* _Pasaje citado_
++++++++++
Constatar que Macanaz haya sido el autor del Nuevo sistema no es cuestión de mera corrección de autoría. Es cuestión de establecer en qué contexto se diseñó aquel escrito, que sin duda englobaba el momento en el cual la monarquía hispana se repensaba a partir de la nueva ciencia de comercio. Al residir en Francia durante uno de los eventos más importantes, tal vez traumáticos, del siglo XVIII—el establecimiento del Banco Nacional de Francia—Macanaz había vivido de primera mano algunos de los debates y experimentos pioneros que nacen de la ciencia de comercio que dominaba la política del XVIII. Indudablemente, Macanaz se informó a través del ejemplo del político, y proyectista escocés, John Law, quien intentó crear un papel moneda y un Banco Nacional de Francia entre 1716 y 1720 (KAISER, 1991). Sin duda, Law era un heredero intelectual de la Revolución Financiera Inglesa. A pesar de no haber participado en la planificación del Banco de Inglaterra, Law se inspiró en aquel experimento para proponer soluciones innovadoras al problema de la escasez de dinero en Escocia (MURPHY, 1997). La solución de Law residía en la creación de bancos que instituyeran un papel moneda respaldado por propiedad de tierra. En este aspecto, Law no estaba de acuerdo con algunos de los arquitectos del Banco de Inglaterra, especialmente John Locke, que había argumentado que el papel moneda había que respaldarlo con metales preciosos. A diferencia de Locke, Law consideraba que los bancos de tierras funcionarían como sistemas más estables, en especial porque la propiedad de tierra, a diferencia de los metales, no perdía su valor a medida que aumentaba su cantidad en circulación (LAW, 1994). La lógica de una moneda no metálica, sin embargo, demuestra las claras afinidades que existían entre el Banco de Inglaterra y los proyectos de Law para Escocia y Francia.
++++++++++
* _Lo que se pide a_
Escribe como lista numerada, sin las líneas en blanco, las líneas de los registros desde el comienzo hasta la línea que contiene "x=1152 y=193", ambas incluidas.
++++++++++
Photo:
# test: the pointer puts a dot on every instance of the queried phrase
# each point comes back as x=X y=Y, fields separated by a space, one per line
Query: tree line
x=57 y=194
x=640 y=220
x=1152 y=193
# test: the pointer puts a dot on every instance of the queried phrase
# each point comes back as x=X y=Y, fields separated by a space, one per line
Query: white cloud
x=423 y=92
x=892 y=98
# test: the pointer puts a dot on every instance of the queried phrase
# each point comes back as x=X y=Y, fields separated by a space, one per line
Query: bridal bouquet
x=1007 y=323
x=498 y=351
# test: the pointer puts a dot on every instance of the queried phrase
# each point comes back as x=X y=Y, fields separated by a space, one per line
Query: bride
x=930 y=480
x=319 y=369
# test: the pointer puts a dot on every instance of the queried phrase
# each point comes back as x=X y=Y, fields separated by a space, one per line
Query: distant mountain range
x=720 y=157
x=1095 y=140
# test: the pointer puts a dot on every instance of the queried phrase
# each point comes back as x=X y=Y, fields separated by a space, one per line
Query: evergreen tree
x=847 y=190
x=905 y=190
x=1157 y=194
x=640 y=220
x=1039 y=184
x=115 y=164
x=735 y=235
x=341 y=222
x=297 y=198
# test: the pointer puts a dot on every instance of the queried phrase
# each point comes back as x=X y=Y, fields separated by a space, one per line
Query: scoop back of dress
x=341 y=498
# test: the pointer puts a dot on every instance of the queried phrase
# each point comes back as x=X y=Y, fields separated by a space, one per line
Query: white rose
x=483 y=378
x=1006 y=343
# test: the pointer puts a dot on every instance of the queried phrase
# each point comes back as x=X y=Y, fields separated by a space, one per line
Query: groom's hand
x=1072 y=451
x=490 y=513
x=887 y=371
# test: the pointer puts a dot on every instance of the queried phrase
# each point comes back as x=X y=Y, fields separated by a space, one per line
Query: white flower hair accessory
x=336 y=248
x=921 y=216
++++++++++
* _Lo que se pide b_
Según el pasaje sobre Macanaz, ¿con qué quería Law respaldar el papel moneda?

* _Respuesta escrita a_
1. Photo:
2. # test: the pointer puts a dot on every instance of the queried phrase
3. # each point comes back as x=X y=Y, fields separated by a space, one per line
4. Query: tree line
5. x=57 y=194
6. x=640 y=220
7. x=1152 y=193

* _Respuesta escrita b_
Con propiedad de tierra.